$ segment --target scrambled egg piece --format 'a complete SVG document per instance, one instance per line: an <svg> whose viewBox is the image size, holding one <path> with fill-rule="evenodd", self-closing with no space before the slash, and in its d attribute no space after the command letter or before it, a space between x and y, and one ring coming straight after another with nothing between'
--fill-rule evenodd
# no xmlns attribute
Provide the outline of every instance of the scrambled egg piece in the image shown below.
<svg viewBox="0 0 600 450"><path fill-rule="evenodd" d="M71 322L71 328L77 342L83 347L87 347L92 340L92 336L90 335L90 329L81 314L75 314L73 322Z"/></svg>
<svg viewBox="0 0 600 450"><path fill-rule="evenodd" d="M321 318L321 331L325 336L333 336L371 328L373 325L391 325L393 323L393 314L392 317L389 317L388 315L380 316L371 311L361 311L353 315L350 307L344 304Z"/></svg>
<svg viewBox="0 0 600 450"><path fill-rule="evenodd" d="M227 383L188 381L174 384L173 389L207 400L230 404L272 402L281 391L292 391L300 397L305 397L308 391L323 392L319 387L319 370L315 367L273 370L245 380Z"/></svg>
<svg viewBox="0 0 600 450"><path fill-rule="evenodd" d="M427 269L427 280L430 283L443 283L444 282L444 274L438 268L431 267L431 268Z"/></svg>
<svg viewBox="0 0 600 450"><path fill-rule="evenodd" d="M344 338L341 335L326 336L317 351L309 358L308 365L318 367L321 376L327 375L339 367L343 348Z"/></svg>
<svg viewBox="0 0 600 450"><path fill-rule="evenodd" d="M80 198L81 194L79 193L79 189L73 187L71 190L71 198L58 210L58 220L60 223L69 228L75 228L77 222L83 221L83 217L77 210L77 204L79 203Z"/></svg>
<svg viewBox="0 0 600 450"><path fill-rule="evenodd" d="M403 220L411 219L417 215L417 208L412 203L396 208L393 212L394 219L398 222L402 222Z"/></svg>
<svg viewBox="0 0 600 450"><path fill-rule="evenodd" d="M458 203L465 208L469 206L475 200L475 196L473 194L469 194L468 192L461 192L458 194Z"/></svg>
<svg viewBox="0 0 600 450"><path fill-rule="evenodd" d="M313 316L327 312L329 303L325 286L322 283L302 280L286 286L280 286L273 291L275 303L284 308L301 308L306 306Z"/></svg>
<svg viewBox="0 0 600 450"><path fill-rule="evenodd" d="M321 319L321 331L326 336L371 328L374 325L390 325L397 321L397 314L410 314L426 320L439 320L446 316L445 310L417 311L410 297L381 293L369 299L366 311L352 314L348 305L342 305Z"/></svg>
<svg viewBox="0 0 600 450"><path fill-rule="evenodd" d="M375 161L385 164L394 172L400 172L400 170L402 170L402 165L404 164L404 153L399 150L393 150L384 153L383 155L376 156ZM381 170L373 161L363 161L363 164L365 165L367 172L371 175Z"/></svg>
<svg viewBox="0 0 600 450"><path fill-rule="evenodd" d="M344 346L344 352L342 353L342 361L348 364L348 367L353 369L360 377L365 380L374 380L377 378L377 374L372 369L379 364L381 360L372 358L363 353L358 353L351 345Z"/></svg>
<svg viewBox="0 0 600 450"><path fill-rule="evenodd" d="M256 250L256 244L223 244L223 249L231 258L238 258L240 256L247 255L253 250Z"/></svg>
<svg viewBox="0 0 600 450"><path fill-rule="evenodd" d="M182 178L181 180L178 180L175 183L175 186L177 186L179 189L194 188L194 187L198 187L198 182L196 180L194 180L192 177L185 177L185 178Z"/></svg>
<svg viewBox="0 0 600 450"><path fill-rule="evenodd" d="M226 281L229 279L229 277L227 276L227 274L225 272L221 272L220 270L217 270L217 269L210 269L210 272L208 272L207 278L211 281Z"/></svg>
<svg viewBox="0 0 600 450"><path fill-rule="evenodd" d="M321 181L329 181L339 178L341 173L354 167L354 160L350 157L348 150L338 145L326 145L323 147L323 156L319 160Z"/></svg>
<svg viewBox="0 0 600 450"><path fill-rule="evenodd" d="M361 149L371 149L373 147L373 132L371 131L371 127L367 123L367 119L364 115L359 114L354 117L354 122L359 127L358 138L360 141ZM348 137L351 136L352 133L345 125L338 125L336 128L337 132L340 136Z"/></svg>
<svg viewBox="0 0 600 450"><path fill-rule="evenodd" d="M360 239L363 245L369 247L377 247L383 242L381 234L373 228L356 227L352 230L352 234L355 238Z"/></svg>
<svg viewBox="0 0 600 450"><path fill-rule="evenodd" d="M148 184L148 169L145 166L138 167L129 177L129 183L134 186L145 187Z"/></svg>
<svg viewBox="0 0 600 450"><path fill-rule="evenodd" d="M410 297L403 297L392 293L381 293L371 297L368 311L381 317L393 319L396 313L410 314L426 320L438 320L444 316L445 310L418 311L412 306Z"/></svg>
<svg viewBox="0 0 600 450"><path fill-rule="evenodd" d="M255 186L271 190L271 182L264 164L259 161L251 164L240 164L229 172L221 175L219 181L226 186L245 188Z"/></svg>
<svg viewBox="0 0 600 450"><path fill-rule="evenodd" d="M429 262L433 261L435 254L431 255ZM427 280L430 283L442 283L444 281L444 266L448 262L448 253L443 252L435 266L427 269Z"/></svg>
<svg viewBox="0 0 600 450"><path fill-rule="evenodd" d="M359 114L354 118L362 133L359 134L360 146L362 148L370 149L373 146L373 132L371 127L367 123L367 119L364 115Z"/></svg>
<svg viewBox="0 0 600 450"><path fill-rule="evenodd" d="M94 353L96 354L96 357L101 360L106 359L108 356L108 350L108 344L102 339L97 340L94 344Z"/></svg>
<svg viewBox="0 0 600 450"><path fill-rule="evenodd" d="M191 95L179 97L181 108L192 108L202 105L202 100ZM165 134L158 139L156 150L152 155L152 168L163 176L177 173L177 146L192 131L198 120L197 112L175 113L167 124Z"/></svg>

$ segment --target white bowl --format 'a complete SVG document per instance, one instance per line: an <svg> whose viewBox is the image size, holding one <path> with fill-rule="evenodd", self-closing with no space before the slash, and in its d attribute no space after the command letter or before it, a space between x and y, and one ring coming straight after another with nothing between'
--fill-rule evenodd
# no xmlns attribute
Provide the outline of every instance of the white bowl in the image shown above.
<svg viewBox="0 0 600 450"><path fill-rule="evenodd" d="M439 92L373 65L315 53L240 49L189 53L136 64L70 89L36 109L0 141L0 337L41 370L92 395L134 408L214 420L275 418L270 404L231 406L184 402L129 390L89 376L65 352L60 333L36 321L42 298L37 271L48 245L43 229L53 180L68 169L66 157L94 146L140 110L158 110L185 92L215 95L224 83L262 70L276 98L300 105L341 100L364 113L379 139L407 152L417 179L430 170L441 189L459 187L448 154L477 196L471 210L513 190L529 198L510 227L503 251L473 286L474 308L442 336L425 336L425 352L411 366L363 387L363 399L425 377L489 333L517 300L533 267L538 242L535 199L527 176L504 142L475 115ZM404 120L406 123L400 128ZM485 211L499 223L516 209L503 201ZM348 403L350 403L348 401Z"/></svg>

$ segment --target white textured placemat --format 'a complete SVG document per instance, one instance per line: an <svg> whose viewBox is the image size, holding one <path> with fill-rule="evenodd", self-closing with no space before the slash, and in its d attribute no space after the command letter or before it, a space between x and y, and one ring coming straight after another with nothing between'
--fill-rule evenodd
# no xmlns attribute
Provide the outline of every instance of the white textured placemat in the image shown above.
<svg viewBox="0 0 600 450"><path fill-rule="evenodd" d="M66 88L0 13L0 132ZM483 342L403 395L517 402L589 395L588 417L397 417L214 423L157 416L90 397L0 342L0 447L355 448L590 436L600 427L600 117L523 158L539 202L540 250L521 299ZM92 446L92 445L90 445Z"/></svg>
- - -
# Instructions to follow:
In this exercise, give every record above again exactly.

# Response to the exercise:
$ segment --target scrambled egg piece --format 'a complete SVG document per instance, one instance per line: an <svg> whose viewBox is the image size, holding one <path> with fill-rule="evenodd", self-closing with no space before the slash, and in its d attribute no space after the command letter or before it, a space between x and y, and one ring coming straight after another with nothing between'
--fill-rule evenodd
# no xmlns attribute
Provide the outline of every instance of the scrambled egg piece in the image shown below.
<svg viewBox="0 0 600 450"><path fill-rule="evenodd" d="M71 322L71 328L77 342L83 347L87 347L92 340L92 336L90 335L90 329L81 314L75 314L73 322Z"/></svg>
<svg viewBox="0 0 600 450"><path fill-rule="evenodd" d="M321 318L321 331L325 336L333 336L371 328L373 325L391 325L393 323L393 314L392 317L389 317L388 315L380 316L371 311L361 311L353 315L350 307L344 304Z"/></svg>
<svg viewBox="0 0 600 450"><path fill-rule="evenodd" d="M227 383L188 381L174 384L173 389L207 400L230 404L272 402L281 391L292 391L300 397L305 397L308 391L323 392L319 387L319 370L315 367L273 370L245 380Z"/></svg>
<svg viewBox="0 0 600 450"><path fill-rule="evenodd" d="M427 269L427 280L430 283L443 283L444 282L444 274L438 268L431 267L431 268Z"/></svg>
<svg viewBox="0 0 600 450"><path fill-rule="evenodd" d="M344 338L341 335L326 336L317 351L309 358L308 365L318 367L321 376L327 375L339 367L343 348Z"/></svg>
<svg viewBox="0 0 600 450"><path fill-rule="evenodd" d="M80 198L81 194L79 193L79 189L73 187L71 190L71 198L58 210L58 220L60 223L69 228L75 228L77 222L83 221L83 217L77 210L77 204L79 203Z"/></svg>
<svg viewBox="0 0 600 450"><path fill-rule="evenodd" d="M403 220L411 219L417 215L417 208L412 203L396 208L393 212L394 219L398 222L402 222Z"/></svg>
<svg viewBox="0 0 600 450"><path fill-rule="evenodd" d="M458 203L465 208L469 206L475 200L475 196L473 194L469 194L468 192L461 192L458 194Z"/></svg>
<svg viewBox="0 0 600 450"><path fill-rule="evenodd" d="M313 316L327 312L329 303L325 286L322 283L302 280L286 286L280 286L273 291L275 303L284 308L301 308L306 306Z"/></svg>
<svg viewBox="0 0 600 450"><path fill-rule="evenodd" d="M321 319L321 331L326 336L371 328L374 325L390 325L397 321L397 314L410 314L426 320L439 320L446 316L445 310L417 311L410 297L381 293L369 299L366 311L352 314L348 305L342 305Z"/></svg>
<svg viewBox="0 0 600 450"><path fill-rule="evenodd" d="M375 161L385 164L394 172L400 172L400 170L402 170L402 165L404 164L404 153L399 150L393 150L384 153L383 155L376 156ZM381 170L373 161L363 161L363 164L365 165L367 172L371 175Z"/></svg>
<svg viewBox="0 0 600 450"><path fill-rule="evenodd" d="M344 346L344 352L342 353L342 361L348 364L348 367L353 369L360 377L365 380L374 380L377 378L377 374L372 369L379 364L381 360L372 358L363 353L358 353L351 345Z"/></svg>
<svg viewBox="0 0 600 450"><path fill-rule="evenodd" d="M256 250L256 244L223 244L223 249L231 258L238 258L240 256L247 255L253 250Z"/></svg>
<svg viewBox="0 0 600 450"><path fill-rule="evenodd" d="M182 178L181 180L178 180L175 183L175 186L177 186L179 189L194 188L194 187L198 187L198 182L196 180L194 180L192 177L185 177L185 178Z"/></svg>
<svg viewBox="0 0 600 450"><path fill-rule="evenodd" d="M226 281L229 279L229 277L227 276L227 274L225 272L221 272L220 270L217 270L217 269L210 269L210 272L208 272L207 278L211 281Z"/></svg>
<svg viewBox="0 0 600 450"><path fill-rule="evenodd" d="M321 181L329 181L339 178L341 173L354 167L354 160L350 157L348 150L338 145L326 145L323 147L323 156L319 160Z"/></svg>
<svg viewBox="0 0 600 450"><path fill-rule="evenodd" d="M361 149L371 149L373 147L373 132L371 131L371 127L367 123L367 119L364 115L359 114L354 117L354 122L359 127L358 138L360 141ZM348 137L351 136L352 133L345 125L338 125L336 128L337 132L340 136Z"/></svg>
<svg viewBox="0 0 600 450"><path fill-rule="evenodd" d="M360 239L363 245L369 247L377 247L383 242L381 234L373 228L356 227L352 230L352 234L355 238Z"/></svg>
<svg viewBox="0 0 600 450"><path fill-rule="evenodd" d="M148 184L148 169L145 166L138 167L129 177L129 183L134 186L145 187Z"/></svg>
<svg viewBox="0 0 600 450"><path fill-rule="evenodd" d="M410 297L403 297L392 293L381 293L371 297L368 311L381 317L393 319L396 313L410 314L426 320L438 320L444 316L445 310L418 311L412 306Z"/></svg>
<svg viewBox="0 0 600 450"><path fill-rule="evenodd" d="M255 186L271 190L271 182L264 164L259 161L251 164L240 164L229 172L221 175L219 181L226 186L245 188Z"/></svg>
<svg viewBox="0 0 600 450"><path fill-rule="evenodd" d="M429 262L433 261L435 254L431 255ZM427 280L430 283L442 283L444 281L444 266L448 262L448 253L443 252L435 266L427 269Z"/></svg>
<svg viewBox="0 0 600 450"><path fill-rule="evenodd" d="M359 114L354 118L362 133L359 134L360 146L362 148L370 149L373 146L373 132L371 127L367 123L367 119L364 115Z"/></svg>
<svg viewBox="0 0 600 450"><path fill-rule="evenodd" d="M94 353L96 354L96 357L101 360L106 359L108 356L108 350L108 344L102 339L97 340L94 344Z"/></svg>
<svg viewBox="0 0 600 450"><path fill-rule="evenodd" d="M191 95L179 97L181 108L192 108L202 105L202 100ZM165 134L158 139L156 150L152 155L152 168L163 176L177 173L177 146L192 131L198 120L197 112L175 113L167 124Z"/></svg>

$ segment --target white bowl --format 'a complete SVG document per instance, one instance per line: an <svg> whose viewBox is the image size, holding one <path> with fill-rule="evenodd", self-closing with no space before the slash, and in its d attribute no space after the command letter or before it, a space between x and y, and one ring coming straight after another with nothing between'
--fill-rule evenodd
# no xmlns attribute
Provide the outline of every instance of the white bowl in the image shown above.
<svg viewBox="0 0 600 450"><path fill-rule="evenodd" d="M439 92L373 65L315 53L240 49L189 53L136 64L70 89L36 109L0 141L0 337L41 370L92 395L134 408L214 420L275 418L270 404L231 406L184 402L129 390L89 376L65 352L60 333L36 321L42 298L37 271L48 245L43 229L53 180L68 169L66 157L94 146L140 110L158 110L185 92L215 95L224 83L262 70L276 98L300 105L341 100L364 113L379 139L407 152L417 179L430 170L441 189L459 187L448 154L477 196L471 210L513 190L529 198L510 227L503 251L473 286L474 308L442 336L425 336L425 352L411 366L363 387L363 399L425 377L489 333L517 300L533 267L538 242L535 199L527 176L504 142L475 115ZM404 120L406 123L400 128ZM485 211L499 223L516 209L503 201ZM348 403L350 403L348 401Z"/></svg>

$ segment --target white textured placemat --format 'a complete SVG document per instance, one instance per line: an <svg> whose viewBox is the image size, holding one <path> with fill-rule="evenodd", self-closing with no space before the slash, and in its d attribute no space after the command letter or before it, a space between x and y, and one ring coming straight after another with nothing between'
--fill-rule evenodd
# no xmlns attribute
Provide the outline of every instance of the white textured placemat in the image shown above.
<svg viewBox="0 0 600 450"><path fill-rule="evenodd" d="M66 88L0 13L0 132ZM483 342L403 395L517 402L589 395L588 417L397 417L214 423L157 416L90 397L0 342L0 447L355 448L590 436L600 427L600 117L523 158L539 202L540 250L521 299ZM92 446L92 445L90 445Z"/></svg>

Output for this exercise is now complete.